Deaf Prisoners in Florida Face Abuse and Solitary Confinement

In the a Florida prison called the Reception and Medical Center, a corrections officer appears at a cell door and begins mocking fake sign language to the man inside, who is deaf. Then he pulls Sam Hart out of the cell and escorts him for a haircut. After half his hair is shaved off one side of his head, the guard orders the haircutter to stop.

As Hart describes in a letter, the officer then says, “Look, not only is he deaf but now he even looks dumb.”

Hart, who was born hearing and can speak and read lips, replies, “Don’t play with me, I do not play with you and I do not disrespect you.”

“Fuck you,” says the officer. “Mother fucker.” The next day the same officer stops by Hart’s cell. “Did you get to show it to the warden, dummy?” he asks.

“The abuse experienced by deaf prisoners housed in the Florida Department of Corrections defies imagination” Talila Lewis, founder and president of HEARD (Helping  Educate to Advance the Rights of the Deaf ), a group that supports deaf prisoners, wrote in the op-ed pages of the Sun Sentinel, the south Florida newspaper. She continued:

The Florida Department of Corrections (DOC) has systematically created a culture of fear and hopelessness for disabled prisoners. The DOC’s failure to  provide adequate accommodations for and protections to this vulnerable population is beyond reproach.  Countless deaf prisoners, their family members, and advocates have expressed concern for the safety and well-being of these prisoners in Florida’s state prison facilities.  Many of Florida’s deaf prisoners, fearful of  brutal retaliation and assured of prison official’s apathy or complicity, have all but given up hope of ever living safe from fear of sexual and physical assault.

[Collected data]
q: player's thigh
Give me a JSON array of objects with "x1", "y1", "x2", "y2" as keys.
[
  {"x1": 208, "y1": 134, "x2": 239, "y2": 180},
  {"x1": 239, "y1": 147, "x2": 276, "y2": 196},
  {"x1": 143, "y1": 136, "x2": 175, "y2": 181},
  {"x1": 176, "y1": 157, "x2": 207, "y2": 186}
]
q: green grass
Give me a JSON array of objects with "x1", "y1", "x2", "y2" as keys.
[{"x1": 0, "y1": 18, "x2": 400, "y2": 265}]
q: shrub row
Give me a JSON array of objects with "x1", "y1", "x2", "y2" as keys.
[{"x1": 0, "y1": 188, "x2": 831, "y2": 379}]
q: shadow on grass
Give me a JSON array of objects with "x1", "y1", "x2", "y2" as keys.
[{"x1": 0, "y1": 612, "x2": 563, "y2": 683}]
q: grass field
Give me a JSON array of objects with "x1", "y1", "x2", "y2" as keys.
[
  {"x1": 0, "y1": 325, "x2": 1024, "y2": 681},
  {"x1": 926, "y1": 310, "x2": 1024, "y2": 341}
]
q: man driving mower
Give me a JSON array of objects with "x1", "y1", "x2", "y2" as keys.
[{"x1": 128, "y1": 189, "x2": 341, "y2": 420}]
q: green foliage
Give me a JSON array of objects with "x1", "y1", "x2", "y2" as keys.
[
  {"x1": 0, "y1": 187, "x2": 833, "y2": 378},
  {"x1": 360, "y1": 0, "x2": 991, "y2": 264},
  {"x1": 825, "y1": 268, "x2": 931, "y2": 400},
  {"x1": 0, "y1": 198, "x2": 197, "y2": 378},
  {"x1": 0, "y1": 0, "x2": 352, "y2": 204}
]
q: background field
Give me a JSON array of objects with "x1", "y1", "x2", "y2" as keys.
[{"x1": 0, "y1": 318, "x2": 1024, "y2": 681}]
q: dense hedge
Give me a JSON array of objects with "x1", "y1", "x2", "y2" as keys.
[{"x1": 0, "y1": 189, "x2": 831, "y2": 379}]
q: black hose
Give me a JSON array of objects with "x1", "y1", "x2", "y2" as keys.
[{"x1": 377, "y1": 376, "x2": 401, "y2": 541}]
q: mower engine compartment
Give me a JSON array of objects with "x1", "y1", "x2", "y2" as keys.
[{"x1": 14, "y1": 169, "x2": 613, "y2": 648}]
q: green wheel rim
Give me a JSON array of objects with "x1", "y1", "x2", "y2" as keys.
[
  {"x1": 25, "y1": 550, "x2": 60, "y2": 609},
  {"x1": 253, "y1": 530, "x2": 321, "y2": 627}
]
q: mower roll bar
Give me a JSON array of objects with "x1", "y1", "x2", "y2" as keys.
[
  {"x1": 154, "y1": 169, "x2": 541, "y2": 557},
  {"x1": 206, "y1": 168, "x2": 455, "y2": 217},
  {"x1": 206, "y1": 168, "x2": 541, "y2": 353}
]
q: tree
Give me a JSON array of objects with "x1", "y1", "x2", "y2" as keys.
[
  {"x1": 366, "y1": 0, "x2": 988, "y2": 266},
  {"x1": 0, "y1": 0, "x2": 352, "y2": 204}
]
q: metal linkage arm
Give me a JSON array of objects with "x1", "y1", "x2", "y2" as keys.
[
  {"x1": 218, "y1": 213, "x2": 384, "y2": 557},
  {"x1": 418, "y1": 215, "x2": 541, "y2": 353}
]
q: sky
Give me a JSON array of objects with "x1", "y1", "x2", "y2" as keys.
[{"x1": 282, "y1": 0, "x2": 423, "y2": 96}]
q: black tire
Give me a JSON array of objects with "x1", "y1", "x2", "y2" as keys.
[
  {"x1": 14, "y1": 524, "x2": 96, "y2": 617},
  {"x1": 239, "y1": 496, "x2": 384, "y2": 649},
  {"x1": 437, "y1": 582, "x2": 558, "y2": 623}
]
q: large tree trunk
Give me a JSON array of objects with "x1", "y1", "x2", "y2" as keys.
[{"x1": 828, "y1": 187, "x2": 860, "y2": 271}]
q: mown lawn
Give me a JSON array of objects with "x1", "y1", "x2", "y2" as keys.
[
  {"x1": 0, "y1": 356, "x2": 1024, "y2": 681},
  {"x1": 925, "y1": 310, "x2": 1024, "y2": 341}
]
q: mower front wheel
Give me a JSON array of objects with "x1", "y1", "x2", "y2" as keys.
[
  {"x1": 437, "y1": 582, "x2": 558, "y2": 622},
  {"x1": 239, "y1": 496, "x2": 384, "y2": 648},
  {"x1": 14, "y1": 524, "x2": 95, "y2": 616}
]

== What is being asked ==
Transcribe the passage of the article on deaf prisoners in Florida starting at "The Florida Department of Corrections (DOC)" and ending at "and physical assault.".

== Response to this exercise ==
The Florida Department of Corrections (DOC) has systematically created a culture of fear and hopelessness for disabled prisoners. The DOC’s failure to  provide adequate accommodations for and protections to this vulnerable population is beyond reproach.  Countless deaf prisoners, their family members, and advocates have expressed concern for the safety and well-being of these prisoners in Florida’s state prison facilities.  Many of Florida’s deaf prisoners, fearful of  brutal retaliation and assured of prison official’s apathy or complicity, have all but given up hope of ever living safe from fear of sexual and physical assault.